### YOUR TASK
An exact copy of the listing is what is needed; please output it in full.

### INFORMATION SHOWN

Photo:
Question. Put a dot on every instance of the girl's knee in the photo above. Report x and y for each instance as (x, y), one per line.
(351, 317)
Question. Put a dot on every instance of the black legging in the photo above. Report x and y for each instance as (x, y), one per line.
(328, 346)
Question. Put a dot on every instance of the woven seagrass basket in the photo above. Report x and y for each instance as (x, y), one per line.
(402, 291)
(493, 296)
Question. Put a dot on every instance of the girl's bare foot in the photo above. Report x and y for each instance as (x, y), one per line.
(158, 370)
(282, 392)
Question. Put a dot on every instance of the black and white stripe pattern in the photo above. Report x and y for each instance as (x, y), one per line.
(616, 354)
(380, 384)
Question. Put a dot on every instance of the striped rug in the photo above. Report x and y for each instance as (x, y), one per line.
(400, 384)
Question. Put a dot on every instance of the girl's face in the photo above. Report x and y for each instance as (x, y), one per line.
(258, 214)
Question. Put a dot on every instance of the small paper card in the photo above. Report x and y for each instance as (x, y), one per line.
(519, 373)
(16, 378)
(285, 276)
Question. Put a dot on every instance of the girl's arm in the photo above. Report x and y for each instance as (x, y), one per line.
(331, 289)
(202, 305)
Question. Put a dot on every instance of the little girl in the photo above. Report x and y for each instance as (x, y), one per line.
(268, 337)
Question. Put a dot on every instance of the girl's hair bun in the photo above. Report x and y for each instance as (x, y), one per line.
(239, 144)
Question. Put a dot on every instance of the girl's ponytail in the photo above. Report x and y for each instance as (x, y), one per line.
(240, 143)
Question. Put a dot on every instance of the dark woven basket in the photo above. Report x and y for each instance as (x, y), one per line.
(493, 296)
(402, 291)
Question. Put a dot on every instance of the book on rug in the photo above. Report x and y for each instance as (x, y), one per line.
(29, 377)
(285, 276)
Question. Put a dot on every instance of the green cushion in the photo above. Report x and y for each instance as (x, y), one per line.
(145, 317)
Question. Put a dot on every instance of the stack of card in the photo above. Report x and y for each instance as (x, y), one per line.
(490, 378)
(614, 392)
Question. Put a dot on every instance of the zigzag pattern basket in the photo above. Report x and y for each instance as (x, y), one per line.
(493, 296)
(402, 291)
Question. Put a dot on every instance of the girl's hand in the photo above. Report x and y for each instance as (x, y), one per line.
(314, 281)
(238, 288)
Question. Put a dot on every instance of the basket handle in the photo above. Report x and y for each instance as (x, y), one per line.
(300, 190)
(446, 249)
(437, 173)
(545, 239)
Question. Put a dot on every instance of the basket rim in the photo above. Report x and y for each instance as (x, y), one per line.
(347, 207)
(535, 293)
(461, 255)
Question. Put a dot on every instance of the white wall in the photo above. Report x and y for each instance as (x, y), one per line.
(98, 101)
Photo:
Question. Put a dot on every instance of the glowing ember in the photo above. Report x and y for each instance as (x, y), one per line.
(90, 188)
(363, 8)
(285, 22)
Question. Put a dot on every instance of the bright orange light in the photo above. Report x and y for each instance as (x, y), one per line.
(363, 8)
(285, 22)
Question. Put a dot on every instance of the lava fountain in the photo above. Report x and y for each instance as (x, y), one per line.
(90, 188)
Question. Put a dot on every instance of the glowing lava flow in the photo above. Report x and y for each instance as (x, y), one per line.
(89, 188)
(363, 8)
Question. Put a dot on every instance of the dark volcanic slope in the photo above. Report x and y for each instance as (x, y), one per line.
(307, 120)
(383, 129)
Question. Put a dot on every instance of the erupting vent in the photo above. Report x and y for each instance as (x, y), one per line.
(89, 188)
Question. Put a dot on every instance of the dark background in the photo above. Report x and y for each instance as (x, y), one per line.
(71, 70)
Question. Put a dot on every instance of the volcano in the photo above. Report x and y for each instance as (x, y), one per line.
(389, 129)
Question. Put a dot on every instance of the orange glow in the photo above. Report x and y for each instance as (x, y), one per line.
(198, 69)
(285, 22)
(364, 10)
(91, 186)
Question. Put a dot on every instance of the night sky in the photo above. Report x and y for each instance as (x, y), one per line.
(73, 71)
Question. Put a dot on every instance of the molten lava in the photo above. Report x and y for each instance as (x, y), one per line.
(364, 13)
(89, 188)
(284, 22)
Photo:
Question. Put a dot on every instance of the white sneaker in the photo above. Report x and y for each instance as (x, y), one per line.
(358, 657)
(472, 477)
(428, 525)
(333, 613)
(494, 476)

### ANSWER TO THE PROBLEM
Photo:
Question. Put a dot on every instance of the girl's knee in the photo above. Report x and y for each instance as (x, y), one per line.
(351, 317)
Question. Put a dot on every instance of the black legging in the photo above. Report x and y for each instance as (x, y), one per line.
(328, 346)
Question. Put a dot on every instance of the woven seagrass basket in the photo above. Report x and y for each instance as (x, y), one per line.
(402, 291)
(493, 296)
Question. Put a dot on every instance of the girl's bare foot in the photo above. Report x and y for each instance as (x, y), one per line.
(158, 370)
(282, 392)
Question. Put a dot on every instance of the black and white stripe pattern in the photo above. Report x and y for each instance as (x, y), one per line.
(616, 354)
(380, 384)
Question. Put a dot on every instance of the striped rug in the photo above. Report x and y for each instance as (x, y), one per line.
(400, 384)
Question. Put a dot on every instance of the girl's face in the photo above. Report x and y for each instance as (x, y), one per line.
(258, 214)
Question. Put a dot on every instance of the small paper card in the photo above. Report x and y for each instance as (x, y), one per line.
(519, 373)
(16, 378)
(285, 276)
Question. Put a dot on every instance of the girl's arm in the photo above. Report x and y for each instance as (x, y), one per line.
(331, 289)
(202, 305)
Question. Put a dot on every instance of the little girl in the photo above. Report x and y for each instance as (x, y), one per line.
(268, 337)
Question. Put a dot on every instance of the girl's hair bun in the photo above. Report x and y for each instance as (x, y), one per line.
(239, 144)
Question. Put a dot on every instance of the girl's ponytail in the photo above. Report x and y for each instance as (x, y), one per line.
(240, 143)
Question. Put a dot on every instance of the dark woven basket in the photo above. Report x and y for each instance as (x, y), one per line.
(493, 296)
(402, 291)
Question. Put a dot on every instance of the book on rug in the photo above. Report x and y for each instance as (x, y), one per line.
(29, 377)
(285, 276)
Question. Put a dot on every instance of the green cushion in the photo above. Report x and y for each instance as (x, y), one per line.
(145, 317)
Question. Put a dot on every instance of the stack of card in the photo above. Report x and y for each instance as (x, y), one per line.
(490, 378)
(614, 392)
Question. Put a dot on every instance of the zigzag pattern basket in the photo above. Report x and y for each instance as (x, y), one per line.
(493, 296)
(402, 291)
Question. Put a dot on every instance of the girl's hand in the photo above. Report x and y for each instance as (x, y), one per line.
(314, 281)
(238, 288)
Question. Put a dot on every instance of the basket handle in the photo above. Report x and y for each instance as (x, y), one per line.
(300, 190)
(446, 249)
(437, 173)
(545, 239)
Question. Put a dot on every instance of the basket rim in the photo above. Report x and y for each instance as (x, y), one per line.
(347, 207)
(535, 293)
(461, 255)
Question. Put a dot on every instance of the white wall in the photo above. Report x and y for each instance as (x, y), one per line.
(98, 101)
Photo:
Question. Put a dot on every instance of the glowing ember in the photo above. Report x and y for each instance as (x, y), one per line.
(90, 188)
(363, 8)
(285, 22)
Question. Put a dot on every instance of the bright orange light in the photo above. Report x and y for each instance as (x, y), one per line.
(363, 8)
(285, 22)
Question. Put a dot on every instance of the lava fountain in the photo above. Report x and y for each instance as (x, y), one per line.
(90, 188)
Question. Put a dot on every instance of the glowing lava flow in the photo above. Report x and y for each instance as (x, y), one per line.
(89, 188)
(363, 8)
Question. Put a dot on every instance of the dark volcanic slope in the photo above. Report x and y for each instance as (x, y), one per line.
(307, 120)
(383, 129)
Question. Put a dot on every instance of the erupting vent in the photo above. Report x and y for each instance as (x, y), one per line.
(89, 188)
Question. Put a dot on every instance of the dark background in the photo above. Report x and y for each instance as (x, y), one per line.
(71, 70)
Question. Put a dot on every instance of the volcano in the photo above. Report x and y for each instance as (x, y), one per line.
(389, 129)
Question. Put a dot on every instance of the orange glow in the photo above. Report x and y for each instance as (x, y), one per line.
(198, 69)
(285, 22)
(364, 10)
(91, 186)
Question. Put a dot on every instance of the night sky in the photo above. Report x and y for each instance as (x, y), one per line.
(73, 71)
Question. Put a dot on every instance of the molten lava in the photo above. Report x and y for each instance as (x, y), one per line.
(364, 13)
(89, 188)
(284, 22)
Photo:
Question. Put a dot on every instance of the white sneaker in the photo above. Report x and y for each instance as (x, y), one per line.
(358, 657)
(472, 477)
(428, 525)
(333, 613)
(494, 476)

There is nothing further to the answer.